(Dataset entries)
____

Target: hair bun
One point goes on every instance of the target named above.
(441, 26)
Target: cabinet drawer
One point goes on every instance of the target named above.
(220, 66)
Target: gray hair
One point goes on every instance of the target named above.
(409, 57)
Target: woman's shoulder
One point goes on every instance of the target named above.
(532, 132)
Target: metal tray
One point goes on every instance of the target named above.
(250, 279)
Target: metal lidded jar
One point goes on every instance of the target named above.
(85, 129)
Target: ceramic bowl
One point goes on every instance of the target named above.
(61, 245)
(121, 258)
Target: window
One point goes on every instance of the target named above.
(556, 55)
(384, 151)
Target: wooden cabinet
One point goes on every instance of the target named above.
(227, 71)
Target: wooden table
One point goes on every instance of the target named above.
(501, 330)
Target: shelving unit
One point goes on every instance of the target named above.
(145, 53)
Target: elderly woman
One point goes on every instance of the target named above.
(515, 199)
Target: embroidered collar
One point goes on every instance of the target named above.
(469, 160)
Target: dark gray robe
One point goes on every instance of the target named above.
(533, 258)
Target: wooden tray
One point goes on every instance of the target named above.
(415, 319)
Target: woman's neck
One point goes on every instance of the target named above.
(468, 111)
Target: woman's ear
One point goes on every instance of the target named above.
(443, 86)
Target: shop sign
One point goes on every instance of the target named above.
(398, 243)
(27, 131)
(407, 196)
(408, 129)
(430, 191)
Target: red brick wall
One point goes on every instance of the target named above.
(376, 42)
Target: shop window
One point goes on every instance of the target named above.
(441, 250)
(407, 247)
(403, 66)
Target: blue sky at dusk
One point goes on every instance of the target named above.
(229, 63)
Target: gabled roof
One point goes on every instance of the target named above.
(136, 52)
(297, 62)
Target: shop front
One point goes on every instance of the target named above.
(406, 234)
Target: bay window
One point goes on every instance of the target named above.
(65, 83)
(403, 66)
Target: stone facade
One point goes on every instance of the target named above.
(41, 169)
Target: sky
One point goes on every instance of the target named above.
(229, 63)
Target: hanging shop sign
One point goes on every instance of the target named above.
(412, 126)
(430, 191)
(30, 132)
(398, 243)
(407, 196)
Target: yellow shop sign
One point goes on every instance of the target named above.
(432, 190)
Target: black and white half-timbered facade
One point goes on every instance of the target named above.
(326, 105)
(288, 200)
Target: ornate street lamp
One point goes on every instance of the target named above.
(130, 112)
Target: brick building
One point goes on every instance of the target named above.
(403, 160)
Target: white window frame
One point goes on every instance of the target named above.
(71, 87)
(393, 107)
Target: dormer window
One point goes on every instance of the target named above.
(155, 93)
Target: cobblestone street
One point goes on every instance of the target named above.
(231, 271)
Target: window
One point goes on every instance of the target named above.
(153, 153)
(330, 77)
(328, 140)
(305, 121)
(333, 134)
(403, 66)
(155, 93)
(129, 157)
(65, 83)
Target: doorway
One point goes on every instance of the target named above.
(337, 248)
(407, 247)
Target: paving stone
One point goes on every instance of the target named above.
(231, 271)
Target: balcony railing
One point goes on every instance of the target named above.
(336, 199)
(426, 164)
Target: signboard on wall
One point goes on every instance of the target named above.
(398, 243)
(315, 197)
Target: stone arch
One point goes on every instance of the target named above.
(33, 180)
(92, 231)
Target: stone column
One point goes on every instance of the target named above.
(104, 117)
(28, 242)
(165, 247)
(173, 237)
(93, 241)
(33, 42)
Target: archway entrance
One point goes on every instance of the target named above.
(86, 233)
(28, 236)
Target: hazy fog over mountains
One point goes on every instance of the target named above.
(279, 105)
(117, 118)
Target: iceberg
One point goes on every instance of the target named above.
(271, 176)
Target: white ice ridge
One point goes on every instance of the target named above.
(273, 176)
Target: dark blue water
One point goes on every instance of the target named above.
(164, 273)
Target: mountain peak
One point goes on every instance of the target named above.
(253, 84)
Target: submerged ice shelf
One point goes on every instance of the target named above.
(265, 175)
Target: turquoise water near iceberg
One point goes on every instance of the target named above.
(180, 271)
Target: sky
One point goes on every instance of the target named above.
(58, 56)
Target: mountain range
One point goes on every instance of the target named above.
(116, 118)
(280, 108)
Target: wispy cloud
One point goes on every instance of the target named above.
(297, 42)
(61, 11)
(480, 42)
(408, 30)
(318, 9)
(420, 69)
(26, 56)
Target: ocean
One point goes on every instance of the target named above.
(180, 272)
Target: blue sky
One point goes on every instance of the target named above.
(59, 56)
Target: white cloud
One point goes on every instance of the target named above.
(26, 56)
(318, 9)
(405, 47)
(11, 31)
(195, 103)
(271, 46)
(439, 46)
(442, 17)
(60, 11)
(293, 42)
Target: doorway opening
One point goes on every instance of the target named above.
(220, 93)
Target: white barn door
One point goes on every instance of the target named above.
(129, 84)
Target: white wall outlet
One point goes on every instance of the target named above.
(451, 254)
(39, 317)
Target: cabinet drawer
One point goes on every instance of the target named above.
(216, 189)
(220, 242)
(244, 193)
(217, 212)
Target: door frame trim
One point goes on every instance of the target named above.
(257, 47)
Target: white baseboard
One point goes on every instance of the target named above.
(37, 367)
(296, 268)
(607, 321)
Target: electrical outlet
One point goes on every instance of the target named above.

____

Reproduce all of the records word for word.

• **Final answer**
Target: hair bun
One point goes on every instance of the target named above.
(441, 26)
Target: cabinet drawer
One point goes on every instance of the target named above.
(220, 66)
Target: gray hair
One point goes on every instance of the target named above.
(409, 57)
Target: woman's shoulder
One point goes on every instance of the target named above.
(532, 132)
Target: metal tray
One point goes on every instance of the target named above.
(250, 279)
Target: metal lidded jar
One point goes on every instance of the target named above.
(85, 129)
Target: ceramic bowl
One point goes on every instance of the target named above.
(61, 245)
(121, 258)
Target: window
One point goes on every instance of the target named above.
(556, 55)
(384, 151)
Target: wooden cabinet
One point goes on every instance of the target named above.
(227, 71)
Target: wooden table
One point goes on every instance of the target named above.
(501, 330)
Target: shelving unit
One point goes on every instance of the target named above.
(145, 53)
Target: elderly woman
One point goes on every instance of the target named above.
(515, 199)
Target: embroidered collar
One point goes on every instance of the target named above.
(469, 160)
Target: dark gray robe
One point goes on every instance of the target named above.
(533, 258)
Target: wooden tray
One point goes on every instance of the target named above.
(415, 319)
Target: woman's neck
One point goes on every instance of the target named above.
(468, 111)
Target: woman's ear
One point goes on every instance of the target named above.
(443, 86)
Target: shop sign
One point goes on every instance of the target named above.
(398, 243)
(27, 131)
(407, 196)
(408, 129)
(430, 191)
Target: red brick wall
One point goes on every instance of the target named above.
(376, 42)
Target: shop window
One point goes on every instance of the target named above.
(441, 250)
(407, 247)
(403, 66)
Target: blue sky at dusk
One point goes on every instance of the target named above.
(229, 63)
Target: gabled roof
One point goes on every instance of the target named above.
(136, 52)
(297, 62)
Target: shop front
One point goes on every instance of the target named above.
(406, 234)
Target: bay window
One point goes on every instance of the target named above.
(65, 83)
(403, 66)
Target: stone facade
One point goes on every instance of the target named above.
(41, 169)
Target: sky
One point goes on every instance of the target named above.
(229, 63)
Target: hanging shop sign
One point goes on every instance of the target named above.
(412, 126)
(430, 191)
(30, 132)
(398, 243)
(407, 196)
Target: yellow shop sign
One point goes on every instance of the target named above.
(432, 190)
Target: black and white half-timbered facade
One point goes on every instance of the target named above.
(326, 105)
(288, 200)
Target: ornate street lamp
One point goes on every instance of the target named above.
(130, 112)
Target: brick building
One point goes on every instance of the target named above.
(403, 160)
Target: white window frame
One point goes on every instance of the target named above.
(71, 87)
(393, 107)
Target: dormer window
One point goes on every instance of the target named above.
(155, 93)
Target: cobblestone street
One point goes on every instance of the target named above.
(231, 271)
Target: window
One point goes on every instance of the target named above.
(153, 153)
(330, 77)
(328, 140)
(305, 121)
(333, 134)
(403, 66)
(155, 93)
(129, 157)
(65, 83)
Target: doorway
One point goes on every instance of the target named above.
(337, 248)
(407, 247)
Target: paving stone
One point goes on every instance of the target named above.
(231, 271)
Target: balcony railing
One point goes on every instance of the target named above.
(336, 199)
(426, 164)
Target: signboard on wall
One point goes on every instance of the target named above.
(398, 243)
(315, 197)
Target: stone arch
One point goes on every instance of the target named above.
(33, 180)
(92, 231)
Target: stone column
One point goes on every instance of the target named above.
(104, 117)
(28, 242)
(165, 247)
(173, 237)
(93, 241)
(33, 42)
Target: archway entrance
One point goes on every instance of the target named above.
(86, 233)
(28, 236)
Target: hazy fog over mountains
One point goes on every instance of the target named above.
(279, 105)
(117, 118)
Target: iceberg
One point goes on every instance of the target named above.
(271, 176)
Target: white ice ridge
One point goes on every instance of the target named above.
(273, 176)
Target: dark blue water
One point goes on every instance of the target named above.
(164, 273)
Target: mountain peak
One point goes on every instance of the target named above.
(253, 84)
Target: submerged ice shelf
One point goes on every instance of the target named above.
(265, 175)
Target: turquoise water near iceberg
One point goes on every instance of the target named above.
(180, 271)
Target: sky
One point goes on every instance of the target named above.
(58, 56)
Target: mountain range
One point goes on every instance of the target named above.
(116, 118)
(280, 108)
Target: wispy cloud
One point goes on every instance of the target named above.
(297, 42)
(61, 11)
(480, 42)
(408, 30)
(318, 9)
(420, 69)
(26, 56)
Target: ocean
One point goes on every instance of the target named above.
(180, 272)
Target: blue sky
One point goes on every instance of the target named above.
(59, 56)
Target: white cloud
One point goes on every instance of the target named above.
(26, 56)
(318, 9)
(405, 47)
(11, 31)
(195, 103)
(271, 46)
(439, 46)
(442, 17)
(60, 11)
(293, 42)
Target: doorway opening
One point goes on every instance of the target named above.
(220, 93)
Target: white barn door
One point goes on every instance of the target named above.
(129, 84)
Target: white wall outlet
One point goes on every instance of the target named above.
(451, 254)
(39, 317)
Target: cabinet drawer
One point goes on every instance of the target named above.
(216, 189)
(220, 242)
(244, 193)
(217, 212)
Target: door frame trim
One point goes on every instance of the target named above.
(257, 47)
Target: white baseboard
One point goes on every instance of the target named above.
(37, 367)
(296, 268)
(607, 321)
Target: electrical outlet
One point goes on every instance of the target named above.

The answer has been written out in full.